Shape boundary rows
#####

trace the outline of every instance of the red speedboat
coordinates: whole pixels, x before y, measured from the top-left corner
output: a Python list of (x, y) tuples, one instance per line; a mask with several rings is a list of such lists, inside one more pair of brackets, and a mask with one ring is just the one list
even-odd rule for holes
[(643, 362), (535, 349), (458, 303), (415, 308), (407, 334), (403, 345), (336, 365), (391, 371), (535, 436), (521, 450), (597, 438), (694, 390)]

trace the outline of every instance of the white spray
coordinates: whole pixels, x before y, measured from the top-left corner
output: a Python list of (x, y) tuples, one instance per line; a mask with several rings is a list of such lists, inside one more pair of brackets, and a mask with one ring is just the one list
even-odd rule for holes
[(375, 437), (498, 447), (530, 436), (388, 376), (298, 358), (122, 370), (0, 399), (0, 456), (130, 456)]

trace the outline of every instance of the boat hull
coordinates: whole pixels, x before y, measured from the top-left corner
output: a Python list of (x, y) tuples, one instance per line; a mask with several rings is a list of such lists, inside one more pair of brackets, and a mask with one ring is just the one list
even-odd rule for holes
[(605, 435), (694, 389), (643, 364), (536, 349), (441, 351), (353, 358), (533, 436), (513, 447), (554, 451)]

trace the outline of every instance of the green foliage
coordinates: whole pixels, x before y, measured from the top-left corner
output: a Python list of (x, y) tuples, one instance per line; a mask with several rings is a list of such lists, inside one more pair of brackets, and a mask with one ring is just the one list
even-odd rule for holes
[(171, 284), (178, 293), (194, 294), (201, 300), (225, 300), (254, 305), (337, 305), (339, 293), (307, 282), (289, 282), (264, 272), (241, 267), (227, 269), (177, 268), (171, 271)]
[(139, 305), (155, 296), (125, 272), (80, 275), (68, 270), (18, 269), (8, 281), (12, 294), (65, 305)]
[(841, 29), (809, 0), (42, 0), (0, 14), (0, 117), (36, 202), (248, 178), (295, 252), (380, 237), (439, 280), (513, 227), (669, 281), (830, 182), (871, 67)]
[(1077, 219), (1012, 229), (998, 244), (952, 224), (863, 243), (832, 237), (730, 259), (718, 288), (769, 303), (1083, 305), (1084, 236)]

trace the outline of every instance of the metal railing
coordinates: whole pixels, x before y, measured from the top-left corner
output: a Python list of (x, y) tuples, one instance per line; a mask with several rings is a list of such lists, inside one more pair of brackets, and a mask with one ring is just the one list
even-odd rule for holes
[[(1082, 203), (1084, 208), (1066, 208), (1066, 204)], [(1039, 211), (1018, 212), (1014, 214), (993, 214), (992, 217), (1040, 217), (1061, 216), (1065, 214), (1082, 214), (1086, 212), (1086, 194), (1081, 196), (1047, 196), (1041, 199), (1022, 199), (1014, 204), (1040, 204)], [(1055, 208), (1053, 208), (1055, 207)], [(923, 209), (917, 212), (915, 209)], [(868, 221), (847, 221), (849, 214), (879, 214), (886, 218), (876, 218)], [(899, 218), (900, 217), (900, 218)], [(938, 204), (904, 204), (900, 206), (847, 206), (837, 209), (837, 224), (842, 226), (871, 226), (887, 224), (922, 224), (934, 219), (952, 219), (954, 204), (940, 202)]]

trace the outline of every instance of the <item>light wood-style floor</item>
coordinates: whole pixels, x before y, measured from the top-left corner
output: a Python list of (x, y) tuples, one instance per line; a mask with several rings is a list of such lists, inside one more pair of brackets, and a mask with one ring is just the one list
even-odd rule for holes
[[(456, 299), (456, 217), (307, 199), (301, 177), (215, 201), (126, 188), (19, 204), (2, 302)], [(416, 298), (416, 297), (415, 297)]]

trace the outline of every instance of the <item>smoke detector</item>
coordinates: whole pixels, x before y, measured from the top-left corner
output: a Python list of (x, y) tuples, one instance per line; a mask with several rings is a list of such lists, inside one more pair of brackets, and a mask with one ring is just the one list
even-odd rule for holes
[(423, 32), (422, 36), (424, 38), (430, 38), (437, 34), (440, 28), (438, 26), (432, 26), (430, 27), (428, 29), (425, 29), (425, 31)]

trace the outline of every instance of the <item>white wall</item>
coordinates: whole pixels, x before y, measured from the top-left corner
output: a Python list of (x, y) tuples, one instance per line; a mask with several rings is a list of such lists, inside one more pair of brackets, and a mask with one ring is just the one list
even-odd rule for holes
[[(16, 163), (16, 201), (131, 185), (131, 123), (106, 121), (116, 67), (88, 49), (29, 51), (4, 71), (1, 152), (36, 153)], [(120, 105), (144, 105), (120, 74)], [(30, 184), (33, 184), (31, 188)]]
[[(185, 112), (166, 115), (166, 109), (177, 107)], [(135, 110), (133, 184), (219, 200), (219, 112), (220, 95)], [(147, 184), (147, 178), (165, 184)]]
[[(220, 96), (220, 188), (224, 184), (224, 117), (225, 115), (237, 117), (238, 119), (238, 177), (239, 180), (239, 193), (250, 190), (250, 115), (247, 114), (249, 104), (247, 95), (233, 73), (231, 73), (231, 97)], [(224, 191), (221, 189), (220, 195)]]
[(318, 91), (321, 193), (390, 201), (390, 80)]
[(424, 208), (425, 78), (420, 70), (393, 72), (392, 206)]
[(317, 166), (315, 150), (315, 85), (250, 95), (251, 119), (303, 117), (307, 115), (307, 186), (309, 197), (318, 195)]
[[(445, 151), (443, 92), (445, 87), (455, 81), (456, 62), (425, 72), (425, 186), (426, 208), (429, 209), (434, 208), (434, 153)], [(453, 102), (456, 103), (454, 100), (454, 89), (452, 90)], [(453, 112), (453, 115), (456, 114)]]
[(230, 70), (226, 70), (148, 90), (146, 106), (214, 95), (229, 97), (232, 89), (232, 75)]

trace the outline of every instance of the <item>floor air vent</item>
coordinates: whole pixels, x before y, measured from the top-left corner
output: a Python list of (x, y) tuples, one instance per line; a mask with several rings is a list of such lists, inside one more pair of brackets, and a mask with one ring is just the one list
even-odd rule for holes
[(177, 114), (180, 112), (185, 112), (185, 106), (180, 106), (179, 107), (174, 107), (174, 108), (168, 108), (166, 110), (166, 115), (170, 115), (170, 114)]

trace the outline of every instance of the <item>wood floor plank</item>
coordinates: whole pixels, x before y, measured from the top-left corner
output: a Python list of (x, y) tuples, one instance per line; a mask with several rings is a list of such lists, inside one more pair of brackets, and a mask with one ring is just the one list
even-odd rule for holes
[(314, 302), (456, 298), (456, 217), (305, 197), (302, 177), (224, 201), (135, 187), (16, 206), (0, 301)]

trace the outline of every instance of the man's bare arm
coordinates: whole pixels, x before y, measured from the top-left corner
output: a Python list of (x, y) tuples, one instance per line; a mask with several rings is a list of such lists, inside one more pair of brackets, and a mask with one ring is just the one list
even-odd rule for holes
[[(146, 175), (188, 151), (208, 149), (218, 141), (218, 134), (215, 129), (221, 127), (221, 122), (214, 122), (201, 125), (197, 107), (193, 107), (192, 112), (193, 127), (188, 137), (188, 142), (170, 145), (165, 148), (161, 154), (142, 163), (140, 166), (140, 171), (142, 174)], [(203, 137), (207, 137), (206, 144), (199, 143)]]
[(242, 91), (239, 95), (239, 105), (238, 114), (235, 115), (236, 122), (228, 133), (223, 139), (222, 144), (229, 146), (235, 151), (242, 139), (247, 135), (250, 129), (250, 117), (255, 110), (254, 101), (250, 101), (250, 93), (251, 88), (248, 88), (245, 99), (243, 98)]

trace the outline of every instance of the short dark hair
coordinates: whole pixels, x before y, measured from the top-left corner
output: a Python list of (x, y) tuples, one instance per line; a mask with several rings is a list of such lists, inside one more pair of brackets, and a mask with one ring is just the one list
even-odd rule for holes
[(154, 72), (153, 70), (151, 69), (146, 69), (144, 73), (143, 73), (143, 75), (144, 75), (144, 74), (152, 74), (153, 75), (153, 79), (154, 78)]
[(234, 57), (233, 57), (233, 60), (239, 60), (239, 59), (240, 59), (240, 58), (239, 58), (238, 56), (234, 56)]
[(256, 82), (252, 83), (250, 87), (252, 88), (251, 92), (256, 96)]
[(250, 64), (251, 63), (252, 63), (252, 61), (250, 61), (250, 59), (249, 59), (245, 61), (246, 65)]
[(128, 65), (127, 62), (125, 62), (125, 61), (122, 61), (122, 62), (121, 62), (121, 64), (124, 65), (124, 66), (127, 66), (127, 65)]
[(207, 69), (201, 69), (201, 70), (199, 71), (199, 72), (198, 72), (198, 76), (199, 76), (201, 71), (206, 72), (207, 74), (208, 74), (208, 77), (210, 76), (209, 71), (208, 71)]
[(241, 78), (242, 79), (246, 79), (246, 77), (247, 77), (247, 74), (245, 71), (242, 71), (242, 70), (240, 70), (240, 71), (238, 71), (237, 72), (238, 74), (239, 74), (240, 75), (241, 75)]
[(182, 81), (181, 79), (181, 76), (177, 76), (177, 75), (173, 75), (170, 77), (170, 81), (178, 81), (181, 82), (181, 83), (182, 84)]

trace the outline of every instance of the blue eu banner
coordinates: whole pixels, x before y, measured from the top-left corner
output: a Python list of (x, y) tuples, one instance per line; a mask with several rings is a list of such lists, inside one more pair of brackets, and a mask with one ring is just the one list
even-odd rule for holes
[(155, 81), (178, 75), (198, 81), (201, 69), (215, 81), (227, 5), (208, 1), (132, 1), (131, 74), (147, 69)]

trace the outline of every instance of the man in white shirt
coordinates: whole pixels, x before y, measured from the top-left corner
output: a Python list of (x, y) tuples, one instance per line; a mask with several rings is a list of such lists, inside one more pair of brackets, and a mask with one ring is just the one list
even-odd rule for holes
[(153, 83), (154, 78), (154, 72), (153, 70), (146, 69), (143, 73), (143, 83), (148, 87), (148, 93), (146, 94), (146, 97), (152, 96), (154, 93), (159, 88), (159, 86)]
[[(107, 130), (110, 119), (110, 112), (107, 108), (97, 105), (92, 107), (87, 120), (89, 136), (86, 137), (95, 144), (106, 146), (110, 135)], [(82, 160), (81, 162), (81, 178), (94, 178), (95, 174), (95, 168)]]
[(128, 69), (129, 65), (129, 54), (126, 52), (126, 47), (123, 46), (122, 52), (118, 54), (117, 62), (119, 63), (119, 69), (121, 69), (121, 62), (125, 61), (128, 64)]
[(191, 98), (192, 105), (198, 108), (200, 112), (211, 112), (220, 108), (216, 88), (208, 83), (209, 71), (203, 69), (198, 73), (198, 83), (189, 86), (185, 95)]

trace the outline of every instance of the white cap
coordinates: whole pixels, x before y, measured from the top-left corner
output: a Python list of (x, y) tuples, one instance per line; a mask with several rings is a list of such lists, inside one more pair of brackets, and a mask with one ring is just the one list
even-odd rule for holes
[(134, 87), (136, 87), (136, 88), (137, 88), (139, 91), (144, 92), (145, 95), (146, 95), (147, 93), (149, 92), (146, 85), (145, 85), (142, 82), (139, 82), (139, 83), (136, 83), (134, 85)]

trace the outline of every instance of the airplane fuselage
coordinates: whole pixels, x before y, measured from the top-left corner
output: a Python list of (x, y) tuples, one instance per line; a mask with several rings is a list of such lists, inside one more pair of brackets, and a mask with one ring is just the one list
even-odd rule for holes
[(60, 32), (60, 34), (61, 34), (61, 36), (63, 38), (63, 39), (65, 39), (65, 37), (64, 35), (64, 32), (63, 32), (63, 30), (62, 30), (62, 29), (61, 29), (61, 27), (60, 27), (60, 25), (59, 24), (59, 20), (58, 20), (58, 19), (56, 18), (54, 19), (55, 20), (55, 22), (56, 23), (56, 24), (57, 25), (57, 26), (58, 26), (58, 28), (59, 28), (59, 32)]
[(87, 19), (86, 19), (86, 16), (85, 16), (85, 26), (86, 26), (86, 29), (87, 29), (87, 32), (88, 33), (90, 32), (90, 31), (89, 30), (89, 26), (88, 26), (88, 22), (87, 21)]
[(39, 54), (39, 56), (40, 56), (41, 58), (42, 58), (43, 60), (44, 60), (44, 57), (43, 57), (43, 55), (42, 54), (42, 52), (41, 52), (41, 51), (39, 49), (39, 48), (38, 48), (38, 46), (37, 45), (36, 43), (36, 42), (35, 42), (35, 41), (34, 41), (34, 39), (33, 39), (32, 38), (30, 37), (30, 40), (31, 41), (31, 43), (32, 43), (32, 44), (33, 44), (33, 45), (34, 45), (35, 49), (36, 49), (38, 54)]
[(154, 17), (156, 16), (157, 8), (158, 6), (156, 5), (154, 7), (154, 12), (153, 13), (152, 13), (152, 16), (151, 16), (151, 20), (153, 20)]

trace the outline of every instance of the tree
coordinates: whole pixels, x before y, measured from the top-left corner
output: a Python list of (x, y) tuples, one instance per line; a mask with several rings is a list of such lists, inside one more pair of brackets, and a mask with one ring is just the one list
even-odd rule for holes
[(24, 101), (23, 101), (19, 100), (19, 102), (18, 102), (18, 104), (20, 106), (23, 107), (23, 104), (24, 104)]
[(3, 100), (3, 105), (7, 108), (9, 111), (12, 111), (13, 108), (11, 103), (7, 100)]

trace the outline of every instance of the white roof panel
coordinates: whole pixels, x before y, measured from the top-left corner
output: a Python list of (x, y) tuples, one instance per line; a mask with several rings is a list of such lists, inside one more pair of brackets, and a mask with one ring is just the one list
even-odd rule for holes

#####

YOUR INSTRUCTIONS:
Recast the rows as a JSON list of strings with one string per line and blank lines left out, beginning at the line that has "trace the outline of every instance of the <item>smoke" and stopping after the line that has "29), (425, 31)]".

EXERCISE RESPONSE:
[
  "trace the outline of every instance of the <item>smoke detector</item>",
  "coordinates: whole pixels, x before y, measured from the top-left corner",
  "output: a Python list of (x, y) tuples, one instance per line; a mask with several rings is a list of such lists, inside one more pair of brackets, and a mask with one ring is just the one list",
  "even-odd rule for holes",
  "[(423, 32), (422, 36), (424, 38), (430, 38), (437, 34), (440, 28), (438, 26), (432, 26), (430, 27), (428, 29), (425, 29), (425, 31)]"
]